'''

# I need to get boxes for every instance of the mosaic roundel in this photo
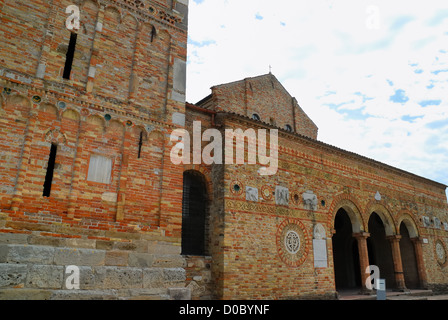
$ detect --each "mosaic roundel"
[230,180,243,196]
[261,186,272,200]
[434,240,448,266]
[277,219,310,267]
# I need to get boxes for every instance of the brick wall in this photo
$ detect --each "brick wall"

'''
'''

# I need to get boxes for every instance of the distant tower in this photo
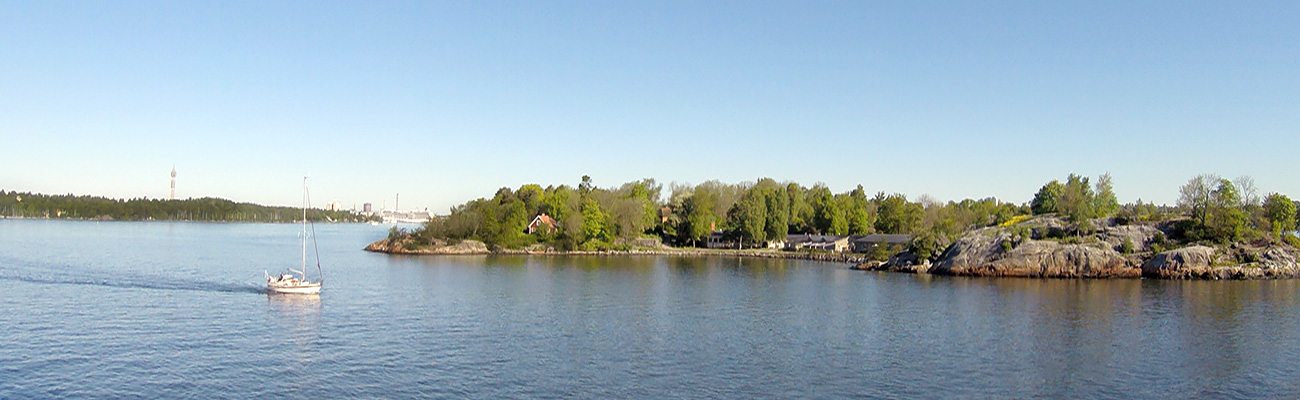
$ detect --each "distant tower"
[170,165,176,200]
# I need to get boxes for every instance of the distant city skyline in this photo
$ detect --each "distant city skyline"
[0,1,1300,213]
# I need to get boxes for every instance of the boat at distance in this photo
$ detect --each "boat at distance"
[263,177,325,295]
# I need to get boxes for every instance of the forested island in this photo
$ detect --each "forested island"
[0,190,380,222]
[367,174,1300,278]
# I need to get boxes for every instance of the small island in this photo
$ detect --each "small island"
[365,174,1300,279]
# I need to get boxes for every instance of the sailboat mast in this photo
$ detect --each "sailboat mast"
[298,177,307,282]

'''

== DIRECTIONS FOR THIS TASK ==
Rewrite the listing from the line with "forested island in this photo" to the line with "[298,177,307,282]", putting "rocky islet" wherever "small island" appears and leaving everything else as it is.

== ANSWER BELOW ==
# I need to get boxes for every instance of the forested island in this photo
$ detect --each "forested island"
[0,190,380,222]
[367,174,1300,278]
# I need to get boxes for every instance of the rocky islet in this photo
$ detect --each "rocky islet"
[365,174,1300,279]
# I need to get boxes for every instance of the sailboat mast in this photo
$ detect --each "sailboat mast"
[298,177,307,282]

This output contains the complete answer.